■ **WORK INSTRUCTIONS**
From the line containing "Objective — one point per instance of the plastic" through the last line of the entries below, repeat each line word for word and leave out the rest.

■ **RECORDS FOR THE EXERCISE**
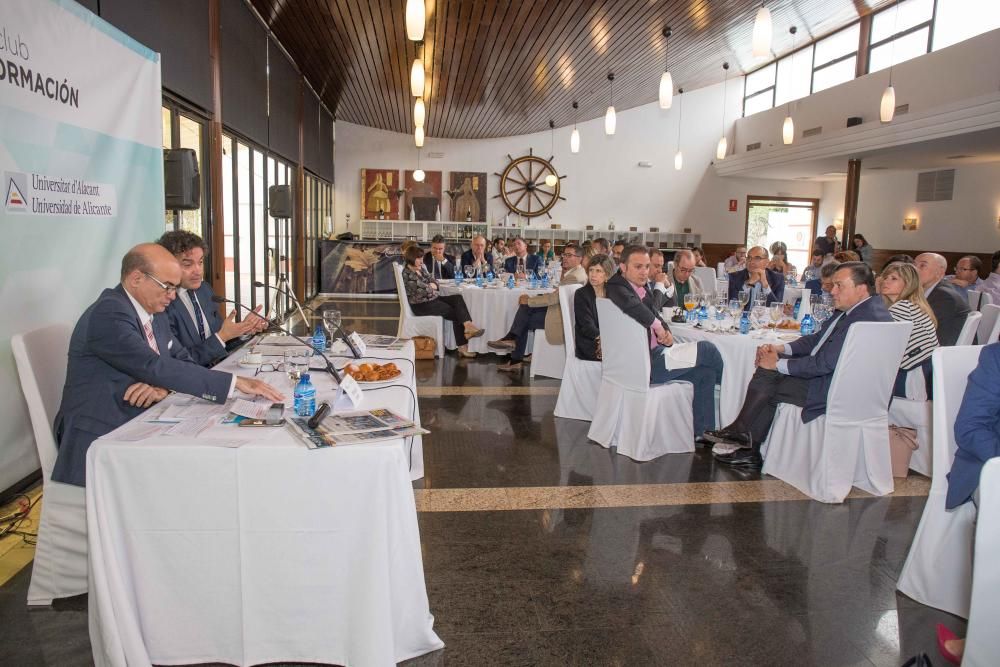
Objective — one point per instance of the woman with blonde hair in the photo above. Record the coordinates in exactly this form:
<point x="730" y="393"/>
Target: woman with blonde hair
<point x="900" y="288"/>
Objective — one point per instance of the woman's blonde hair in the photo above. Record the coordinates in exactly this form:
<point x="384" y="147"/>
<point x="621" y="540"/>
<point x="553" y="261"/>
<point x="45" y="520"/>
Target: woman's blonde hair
<point x="912" y="291"/>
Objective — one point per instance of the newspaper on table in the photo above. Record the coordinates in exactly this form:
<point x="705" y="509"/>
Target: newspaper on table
<point x="352" y="428"/>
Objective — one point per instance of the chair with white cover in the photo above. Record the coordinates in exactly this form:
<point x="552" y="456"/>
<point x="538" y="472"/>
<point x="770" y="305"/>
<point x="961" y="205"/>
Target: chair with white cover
<point x="642" y="421"/>
<point x="849" y="445"/>
<point x="938" y="569"/>
<point x="60" y="565"/>
<point x="982" y="641"/>
<point x="578" y="389"/>
<point x="968" y="333"/>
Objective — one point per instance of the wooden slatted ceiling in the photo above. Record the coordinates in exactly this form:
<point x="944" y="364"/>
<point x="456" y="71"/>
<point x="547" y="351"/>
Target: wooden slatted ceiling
<point x="503" y="67"/>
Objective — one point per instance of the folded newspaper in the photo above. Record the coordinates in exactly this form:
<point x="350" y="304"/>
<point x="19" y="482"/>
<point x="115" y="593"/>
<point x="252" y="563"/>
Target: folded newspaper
<point x="353" y="428"/>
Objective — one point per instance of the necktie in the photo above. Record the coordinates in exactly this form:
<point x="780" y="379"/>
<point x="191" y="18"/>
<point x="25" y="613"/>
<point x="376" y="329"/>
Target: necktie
<point x="199" y="316"/>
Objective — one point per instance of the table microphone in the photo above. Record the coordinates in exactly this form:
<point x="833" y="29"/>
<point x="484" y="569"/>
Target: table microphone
<point x="329" y="366"/>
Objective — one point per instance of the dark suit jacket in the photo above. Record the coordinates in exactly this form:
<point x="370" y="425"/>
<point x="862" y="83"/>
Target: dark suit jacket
<point x="204" y="351"/>
<point x="950" y="308"/>
<point x="977" y="427"/>
<point x="447" y="267"/>
<point x="108" y="352"/>
<point x="819" y="369"/>
<point x="774" y="279"/>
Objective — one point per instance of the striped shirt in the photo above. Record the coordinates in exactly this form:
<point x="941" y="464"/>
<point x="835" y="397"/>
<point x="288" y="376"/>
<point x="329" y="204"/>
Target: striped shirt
<point x="923" y="337"/>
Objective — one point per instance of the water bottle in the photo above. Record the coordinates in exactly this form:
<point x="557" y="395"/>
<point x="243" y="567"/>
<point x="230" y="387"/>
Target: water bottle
<point x="319" y="339"/>
<point x="808" y="325"/>
<point x="305" y="397"/>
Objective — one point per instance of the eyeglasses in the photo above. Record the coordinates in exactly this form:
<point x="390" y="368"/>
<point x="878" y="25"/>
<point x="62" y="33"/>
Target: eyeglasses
<point x="167" y="287"/>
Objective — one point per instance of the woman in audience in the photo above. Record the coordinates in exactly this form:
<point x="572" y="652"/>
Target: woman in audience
<point x="422" y="293"/>
<point x="588" y="333"/>
<point x="900" y="288"/>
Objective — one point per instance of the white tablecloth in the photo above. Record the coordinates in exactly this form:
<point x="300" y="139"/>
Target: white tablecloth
<point x="266" y="552"/>
<point x="490" y="308"/>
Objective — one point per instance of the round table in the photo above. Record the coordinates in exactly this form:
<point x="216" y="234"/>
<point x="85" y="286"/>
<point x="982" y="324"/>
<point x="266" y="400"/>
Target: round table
<point x="492" y="308"/>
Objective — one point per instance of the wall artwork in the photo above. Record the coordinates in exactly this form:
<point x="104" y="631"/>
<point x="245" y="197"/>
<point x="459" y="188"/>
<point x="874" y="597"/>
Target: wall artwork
<point x="468" y="195"/>
<point x="424" y="197"/>
<point x="378" y="193"/>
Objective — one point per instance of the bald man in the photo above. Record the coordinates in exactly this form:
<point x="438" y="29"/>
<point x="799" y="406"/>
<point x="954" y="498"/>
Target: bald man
<point x="123" y="358"/>
<point x="950" y="306"/>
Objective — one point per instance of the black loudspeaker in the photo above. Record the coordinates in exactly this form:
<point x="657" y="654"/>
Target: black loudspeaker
<point x="181" y="180"/>
<point x="279" y="201"/>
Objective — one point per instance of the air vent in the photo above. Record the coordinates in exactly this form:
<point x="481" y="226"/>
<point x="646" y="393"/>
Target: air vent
<point x="935" y="185"/>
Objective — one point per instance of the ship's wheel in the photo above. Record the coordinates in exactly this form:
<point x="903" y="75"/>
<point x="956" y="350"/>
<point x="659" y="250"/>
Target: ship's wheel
<point x="523" y="187"/>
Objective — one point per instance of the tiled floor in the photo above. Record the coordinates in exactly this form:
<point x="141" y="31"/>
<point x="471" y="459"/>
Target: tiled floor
<point x="541" y="548"/>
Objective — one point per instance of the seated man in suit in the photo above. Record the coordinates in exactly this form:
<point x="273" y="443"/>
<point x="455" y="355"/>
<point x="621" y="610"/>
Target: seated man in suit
<point x="950" y="306"/>
<point x="439" y="265"/>
<point x="476" y="256"/>
<point x="536" y="312"/>
<point x="520" y="263"/>
<point x="760" y="280"/>
<point x="800" y="372"/>
<point x="122" y="359"/>
<point x="629" y="290"/>
<point x="194" y="317"/>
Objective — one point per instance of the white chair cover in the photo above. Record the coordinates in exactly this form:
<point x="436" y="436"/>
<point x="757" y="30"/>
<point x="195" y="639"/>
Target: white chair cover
<point x="969" y="329"/>
<point x="849" y="445"/>
<point x="643" y="422"/>
<point x="581" y="379"/>
<point x="989" y="325"/>
<point x="60" y="567"/>
<point x="982" y="642"/>
<point x="938" y="569"/>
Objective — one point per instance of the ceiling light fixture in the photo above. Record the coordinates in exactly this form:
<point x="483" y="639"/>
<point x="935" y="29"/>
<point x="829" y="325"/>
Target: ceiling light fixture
<point x="610" y="120"/>
<point x="666" y="80"/>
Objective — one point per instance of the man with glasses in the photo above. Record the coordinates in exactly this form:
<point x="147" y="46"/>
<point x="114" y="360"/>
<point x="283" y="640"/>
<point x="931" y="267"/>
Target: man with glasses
<point x="123" y="359"/>
<point x="762" y="282"/>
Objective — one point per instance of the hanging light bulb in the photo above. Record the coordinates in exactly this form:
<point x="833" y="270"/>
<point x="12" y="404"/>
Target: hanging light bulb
<point x="610" y="119"/>
<point x="762" y="33"/>
<point x="666" y="80"/>
<point x="415" y="19"/>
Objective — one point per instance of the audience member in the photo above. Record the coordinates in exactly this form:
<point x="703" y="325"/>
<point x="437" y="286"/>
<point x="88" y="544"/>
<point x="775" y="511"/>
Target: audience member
<point x="588" y="330"/>
<point x="800" y="373"/>
<point x="902" y="294"/>
<point x="950" y="306"/>
<point x="422" y="293"/>
<point x="760" y="280"/>
<point x="123" y="359"/>
<point x="629" y="290"/>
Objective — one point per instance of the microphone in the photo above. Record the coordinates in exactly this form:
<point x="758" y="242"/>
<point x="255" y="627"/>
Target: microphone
<point x="329" y="366"/>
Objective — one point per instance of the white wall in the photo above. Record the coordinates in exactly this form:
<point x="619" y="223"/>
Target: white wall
<point x="603" y="179"/>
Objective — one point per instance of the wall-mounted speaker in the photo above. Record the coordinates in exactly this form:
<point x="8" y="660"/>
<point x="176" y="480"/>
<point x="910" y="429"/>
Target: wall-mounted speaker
<point x="279" y="201"/>
<point x="181" y="180"/>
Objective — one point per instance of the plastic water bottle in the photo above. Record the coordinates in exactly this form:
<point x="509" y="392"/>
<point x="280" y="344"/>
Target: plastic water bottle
<point x="808" y="325"/>
<point x="305" y="397"/>
<point x="319" y="339"/>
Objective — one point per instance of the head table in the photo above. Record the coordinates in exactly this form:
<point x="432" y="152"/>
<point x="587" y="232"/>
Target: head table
<point x="242" y="546"/>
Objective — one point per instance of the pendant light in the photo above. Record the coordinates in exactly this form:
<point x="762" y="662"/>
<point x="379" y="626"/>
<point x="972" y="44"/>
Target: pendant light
<point x="574" y="139"/>
<point x="679" y="158"/>
<point x="416" y="14"/>
<point x="723" y="147"/>
<point x="762" y="32"/>
<point x="666" y="80"/>
<point x="609" y="117"/>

■ **SOLUTION**
Objective — one point per instance of the plastic water bottle in the photo above. Record the coordinates in exactly this form:
<point x="509" y="392"/>
<point x="280" y="344"/>
Target: plastic water bottle
<point x="808" y="325"/>
<point x="305" y="397"/>
<point x="319" y="339"/>
Objective — one point per instance of the head table in the photo above. Record the coordinates in exactly this form:
<point x="432" y="152"/>
<point x="587" y="232"/>
Target: head table
<point x="242" y="546"/>
Objective — one point per instance of the pendant light in the photo above. Record the coordinates in exactly this form:
<point x="762" y="662"/>
<point x="379" y="626"/>
<point x="972" y="44"/>
Target: pendant light
<point x="574" y="139"/>
<point x="679" y="158"/>
<point x="416" y="14"/>
<point x="723" y="147"/>
<point x="762" y="32"/>
<point x="666" y="80"/>
<point x="609" y="117"/>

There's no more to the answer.